Tasks to complete:
A. Which headlines in the briefing below begin with the word "Shutdown"? List every one.
B. Echo the part of the briefing below from "The District of Columbia's payments" up to and including "the health law.".

Extract:
• • • • • • •

KHN Morning Briefing

Summaries of health policy coverage from major news organizations.

Shutdown To Stop Payments To D.C. Medicaid Providers

The District of Columbia's payments to medical providers treating more than 200,000 poor people enrolled in Medicaid will stop until the federal shutdown ends, city officials said. In Virginia, GOP gubernatorial candidate Ken Cuccinelli called on Congress to reopen the federal government -- and then cut off funding for the health law.

The Washington Post: Shutdown Will Halt D.C. Medicaid Payments
The federal shutdown will mean another setback for a beleaguered group: D.C. medical providers, particularly those serving low-income residents. The federal government shutdown means payments related to publicly funded health programs will cease until further notice, city health care finance officials said Thursday. That includes payments made directly to health providers, as well as the massive "capitated" payments made to the managed-care organizations that handle most city Medicaid enrollees (DeBonis, 10/3).

The Wall Street Journal's Washington Wire: Shutdown To Stop D.C. Medicaid Payments
The District of Columbia's Medicaid program, which covers around 220,000 low-income and disabled city residents, said Thursday it is stopping paying health providers until the federal government shutdown is resolved. Many D.C. government services such as trash pick-up have continued to run because the city is drawing on a $144 million contingency fund to pay for them in the absence of being able to use its 2014 budget, hamstrung by the budget showdown (Radnofsky, 10/3).

• • • • • • •

Records from a collection:
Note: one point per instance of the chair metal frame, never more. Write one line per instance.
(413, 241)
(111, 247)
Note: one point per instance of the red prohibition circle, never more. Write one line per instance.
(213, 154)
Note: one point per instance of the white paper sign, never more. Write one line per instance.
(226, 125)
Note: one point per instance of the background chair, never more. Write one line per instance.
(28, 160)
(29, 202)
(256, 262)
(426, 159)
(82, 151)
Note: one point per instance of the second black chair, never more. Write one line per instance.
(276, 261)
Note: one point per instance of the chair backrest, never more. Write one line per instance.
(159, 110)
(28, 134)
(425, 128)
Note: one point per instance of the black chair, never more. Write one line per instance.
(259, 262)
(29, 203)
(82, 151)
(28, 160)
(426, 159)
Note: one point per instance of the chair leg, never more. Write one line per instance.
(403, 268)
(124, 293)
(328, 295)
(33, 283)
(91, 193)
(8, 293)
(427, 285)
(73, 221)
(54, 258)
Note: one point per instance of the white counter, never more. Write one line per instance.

• • • • • • •

Written responses:
A.
- Shutdown To Stop Payments To D.C. Medicaid Providers
- Shutdown Will Halt D.C. Medicaid Payments
- Shutdown To Stop D.C. Medicaid Payments

B.
The District of Columbia's payments to medical providers treating more than 200,000 poor people enrolled in Medicaid will stop until the federal shutdown ends, city officials said. In Virginia, GOP gubernatorial candidate Ken Cuccinelli called on Congress to reopen the federal government -- and then cut off funding for the health law.